*** Exercise data Section Begins ***

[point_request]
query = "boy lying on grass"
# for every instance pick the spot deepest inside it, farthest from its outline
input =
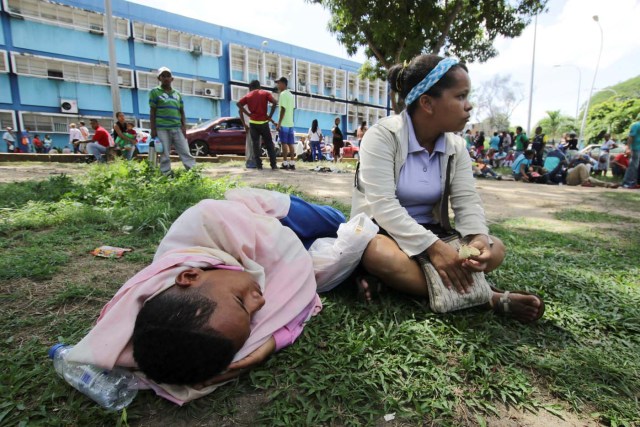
(230, 283)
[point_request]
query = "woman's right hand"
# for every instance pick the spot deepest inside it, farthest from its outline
(446, 262)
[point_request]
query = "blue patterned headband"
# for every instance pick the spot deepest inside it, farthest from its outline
(431, 79)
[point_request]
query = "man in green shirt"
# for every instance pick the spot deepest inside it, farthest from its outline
(168, 122)
(521, 141)
(631, 176)
(285, 124)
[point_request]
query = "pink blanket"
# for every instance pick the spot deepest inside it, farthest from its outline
(241, 232)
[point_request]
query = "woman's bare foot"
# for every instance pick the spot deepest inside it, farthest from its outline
(522, 306)
(368, 287)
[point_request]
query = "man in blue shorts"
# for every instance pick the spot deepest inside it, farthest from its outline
(285, 124)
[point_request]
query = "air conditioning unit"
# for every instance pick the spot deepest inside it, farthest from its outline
(120, 80)
(96, 29)
(69, 106)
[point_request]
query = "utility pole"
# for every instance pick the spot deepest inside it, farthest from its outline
(533, 66)
(113, 62)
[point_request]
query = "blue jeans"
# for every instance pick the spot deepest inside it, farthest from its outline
(315, 151)
(175, 137)
(311, 222)
(631, 176)
(96, 150)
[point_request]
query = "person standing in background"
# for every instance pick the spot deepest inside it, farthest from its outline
(338, 141)
(633, 141)
(521, 141)
(47, 143)
(257, 100)
(9, 138)
(285, 124)
(168, 122)
(361, 131)
(249, 157)
(75, 137)
(315, 139)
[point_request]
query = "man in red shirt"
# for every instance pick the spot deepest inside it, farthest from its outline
(620, 163)
(100, 141)
(256, 100)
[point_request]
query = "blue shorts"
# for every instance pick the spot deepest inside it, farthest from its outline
(286, 135)
(310, 221)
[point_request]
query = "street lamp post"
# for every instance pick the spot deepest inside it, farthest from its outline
(595, 74)
(579, 84)
(533, 66)
(113, 61)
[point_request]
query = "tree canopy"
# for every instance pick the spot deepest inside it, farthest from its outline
(556, 124)
(615, 117)
(496, 99)
(397, 30)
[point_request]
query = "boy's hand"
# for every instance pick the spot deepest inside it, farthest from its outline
(479, 262)
(254, 359)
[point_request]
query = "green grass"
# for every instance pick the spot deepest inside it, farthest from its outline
(354, 362)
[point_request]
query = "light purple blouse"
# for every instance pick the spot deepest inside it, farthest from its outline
(419, 187)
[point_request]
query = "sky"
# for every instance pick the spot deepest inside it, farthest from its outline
(566, 35)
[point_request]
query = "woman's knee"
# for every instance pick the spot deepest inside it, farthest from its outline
(383, 256)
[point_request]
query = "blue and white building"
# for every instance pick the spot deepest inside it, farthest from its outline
(54, 69)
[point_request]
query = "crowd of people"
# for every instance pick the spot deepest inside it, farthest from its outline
(536, 160)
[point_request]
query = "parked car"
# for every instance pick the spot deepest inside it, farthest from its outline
(593, 150)
(225, 135)
(350, 151)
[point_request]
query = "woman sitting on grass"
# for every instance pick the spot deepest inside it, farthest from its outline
(400, 183)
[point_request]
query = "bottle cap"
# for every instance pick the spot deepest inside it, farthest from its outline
(52, 350)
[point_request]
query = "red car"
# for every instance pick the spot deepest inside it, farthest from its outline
(350, 151)
(225, 135)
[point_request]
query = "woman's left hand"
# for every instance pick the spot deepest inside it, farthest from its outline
(479, 262)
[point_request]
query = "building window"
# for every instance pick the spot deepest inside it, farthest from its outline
(237, 92)
(58, 123)
(45, 67)
(188, 87)
(173, 39)
(7, 118)
(65, 16)
(4, 62)
(321, 105)
(247, 64)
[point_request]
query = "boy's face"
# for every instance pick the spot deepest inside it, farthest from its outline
(236, 294)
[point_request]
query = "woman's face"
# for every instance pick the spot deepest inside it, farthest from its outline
(452, 110)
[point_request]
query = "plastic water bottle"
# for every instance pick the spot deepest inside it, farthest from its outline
(113, 390)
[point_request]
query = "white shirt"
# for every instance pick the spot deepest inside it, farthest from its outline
(74, 133)
(315, 136)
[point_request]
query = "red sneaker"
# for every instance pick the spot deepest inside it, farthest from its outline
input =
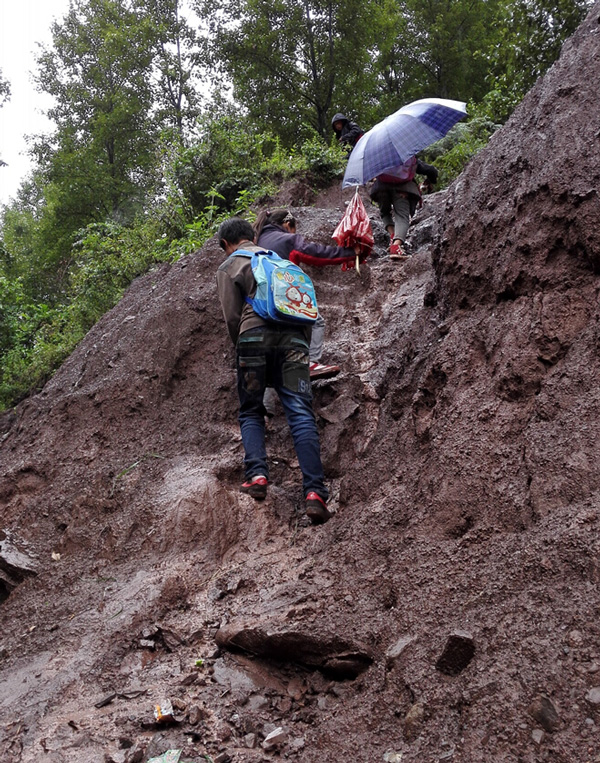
(319, 371)
(396, 252)
(316, 509)
(256, 487)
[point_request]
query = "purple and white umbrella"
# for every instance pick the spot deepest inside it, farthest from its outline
(401, 135)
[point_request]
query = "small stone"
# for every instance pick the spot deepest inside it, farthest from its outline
(275, 739)
(414, 720)
(458, 653)
(593, 696)
(575, 638)
(396, 649)
(296, 689)
(537, 735)
(544, 712)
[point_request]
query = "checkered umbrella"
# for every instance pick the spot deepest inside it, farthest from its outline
(401, 135)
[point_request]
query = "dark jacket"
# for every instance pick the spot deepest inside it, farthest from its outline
(350, 132)
(292, 246)
(235, 281)
(385, 184)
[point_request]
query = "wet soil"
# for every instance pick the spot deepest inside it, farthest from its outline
(449, 611)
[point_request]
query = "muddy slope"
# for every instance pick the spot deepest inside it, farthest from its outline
(449, 611)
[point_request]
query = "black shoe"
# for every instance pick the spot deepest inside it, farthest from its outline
(316, 509)
(256, 487)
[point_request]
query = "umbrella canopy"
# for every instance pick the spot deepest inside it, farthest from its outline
(401, 135)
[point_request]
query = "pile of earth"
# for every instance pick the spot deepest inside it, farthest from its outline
(449, 611)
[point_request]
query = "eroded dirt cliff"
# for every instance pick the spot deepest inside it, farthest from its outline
(449, 611)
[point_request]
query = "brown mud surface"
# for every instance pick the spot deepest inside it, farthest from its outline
(449, 611)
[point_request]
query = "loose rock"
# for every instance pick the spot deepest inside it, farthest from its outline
(544, 713)
(275, 739)
(457, 654)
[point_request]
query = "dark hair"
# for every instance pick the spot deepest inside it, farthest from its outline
(235, 230)
(277, 217)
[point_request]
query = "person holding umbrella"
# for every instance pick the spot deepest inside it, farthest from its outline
(397, 195)
(388, 152)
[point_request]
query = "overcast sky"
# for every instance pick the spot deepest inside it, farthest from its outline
(23, 24)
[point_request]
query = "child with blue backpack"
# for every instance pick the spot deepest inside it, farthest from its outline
(272, 342)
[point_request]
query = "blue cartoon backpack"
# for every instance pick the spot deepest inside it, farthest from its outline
(284, 293)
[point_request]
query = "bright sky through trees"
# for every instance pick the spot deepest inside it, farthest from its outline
(22, 26)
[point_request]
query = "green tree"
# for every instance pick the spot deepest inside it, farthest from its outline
(178, 61)
(99, 159)
(438, 51)
(530, 36)
(292, 63)
(4, 96)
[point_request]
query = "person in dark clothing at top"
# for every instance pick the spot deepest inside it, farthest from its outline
(268, 354)
(397, 195)
(347, 132)
(276, 230)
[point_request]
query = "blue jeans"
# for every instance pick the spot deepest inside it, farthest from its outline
(278, 357)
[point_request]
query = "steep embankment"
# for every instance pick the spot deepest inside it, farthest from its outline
(461, 445)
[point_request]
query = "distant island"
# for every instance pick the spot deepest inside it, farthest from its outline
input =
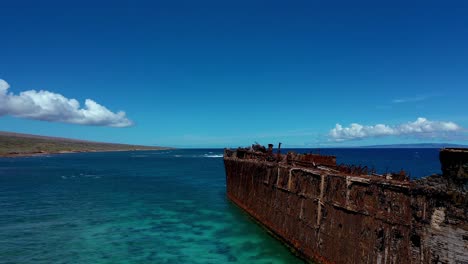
(18, 145)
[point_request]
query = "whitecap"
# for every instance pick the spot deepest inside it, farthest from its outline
(213, 156)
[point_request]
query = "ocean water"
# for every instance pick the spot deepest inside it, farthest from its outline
(144, 207)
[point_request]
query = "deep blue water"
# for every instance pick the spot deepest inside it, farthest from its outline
(145, 207)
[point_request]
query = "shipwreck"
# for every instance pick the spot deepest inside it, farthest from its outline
(328, 213)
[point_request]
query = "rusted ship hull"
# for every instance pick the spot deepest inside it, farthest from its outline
(331, 216)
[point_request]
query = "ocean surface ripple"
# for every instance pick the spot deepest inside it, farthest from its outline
(143, 207)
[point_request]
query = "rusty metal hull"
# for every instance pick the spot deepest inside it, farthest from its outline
(332, 217)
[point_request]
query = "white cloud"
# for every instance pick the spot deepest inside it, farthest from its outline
(420, 127)
(48, 106)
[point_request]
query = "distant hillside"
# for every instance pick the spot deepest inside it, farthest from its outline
(16, 144)
(420, 145)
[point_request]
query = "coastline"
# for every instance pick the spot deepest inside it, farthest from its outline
(43, 153)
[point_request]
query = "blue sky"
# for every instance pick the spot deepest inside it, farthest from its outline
(228, 73)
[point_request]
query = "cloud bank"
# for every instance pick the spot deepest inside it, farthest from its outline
(53, 107)
(421, 127)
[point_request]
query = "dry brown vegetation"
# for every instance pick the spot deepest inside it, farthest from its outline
(15, 144)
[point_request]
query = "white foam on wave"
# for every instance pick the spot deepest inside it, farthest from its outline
(213, 155)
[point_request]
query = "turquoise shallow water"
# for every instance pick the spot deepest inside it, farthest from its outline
(146, 207)
(126, 207)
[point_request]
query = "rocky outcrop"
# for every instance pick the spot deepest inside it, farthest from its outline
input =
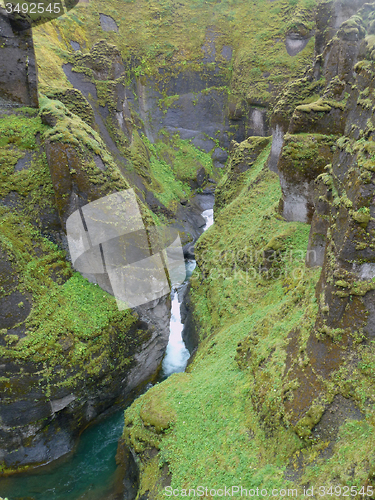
(299, 327)
(18, 70)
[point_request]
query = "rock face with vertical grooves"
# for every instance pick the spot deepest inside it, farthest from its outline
(18, 71)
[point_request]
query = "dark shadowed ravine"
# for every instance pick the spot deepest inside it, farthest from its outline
(91, 472)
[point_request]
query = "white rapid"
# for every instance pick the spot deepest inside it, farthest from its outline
(176, 356)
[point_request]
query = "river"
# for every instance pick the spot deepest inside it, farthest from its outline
(90, 473)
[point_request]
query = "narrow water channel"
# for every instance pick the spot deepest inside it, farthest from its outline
(91, 472)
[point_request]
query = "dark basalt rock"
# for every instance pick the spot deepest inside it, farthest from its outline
(18, 71)
(303, 158)
(342, 227)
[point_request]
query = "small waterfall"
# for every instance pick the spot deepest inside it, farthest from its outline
(177, 356)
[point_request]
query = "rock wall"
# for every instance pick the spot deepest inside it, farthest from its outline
(289, 332)
(67, 353)
(18, 70)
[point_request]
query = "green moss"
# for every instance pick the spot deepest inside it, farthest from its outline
(217, 404)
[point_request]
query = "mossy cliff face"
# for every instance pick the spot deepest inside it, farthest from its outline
(280, 392)
(67, 352)
(17, 53)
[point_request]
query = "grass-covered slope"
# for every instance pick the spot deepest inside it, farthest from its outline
(221, 411)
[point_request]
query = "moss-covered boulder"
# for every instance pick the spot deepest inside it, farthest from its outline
(302, 159)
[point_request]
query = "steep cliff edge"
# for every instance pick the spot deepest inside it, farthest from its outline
(67, 353)
(280, 393)
(118, 109)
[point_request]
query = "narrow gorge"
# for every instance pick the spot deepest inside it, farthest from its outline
(263, 110)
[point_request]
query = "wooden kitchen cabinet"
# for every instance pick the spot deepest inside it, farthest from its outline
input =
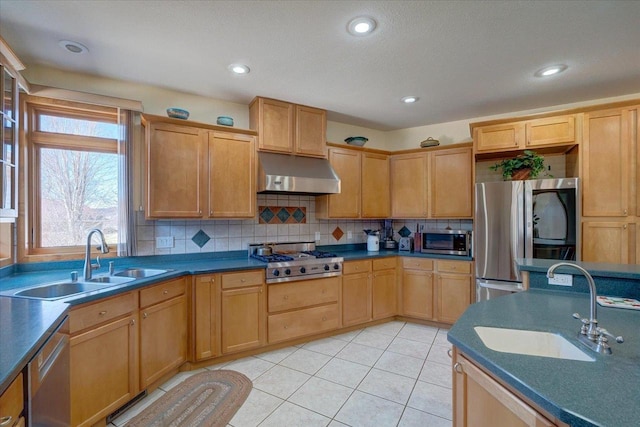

*** Exercise data Section Ends ***

Task objective ▸
For this exercise, copy every line of the data that holds "person".

Response area ▸
query = "person standing in background"
query = "person holding umbrella"
query = "person in dark clothing at top"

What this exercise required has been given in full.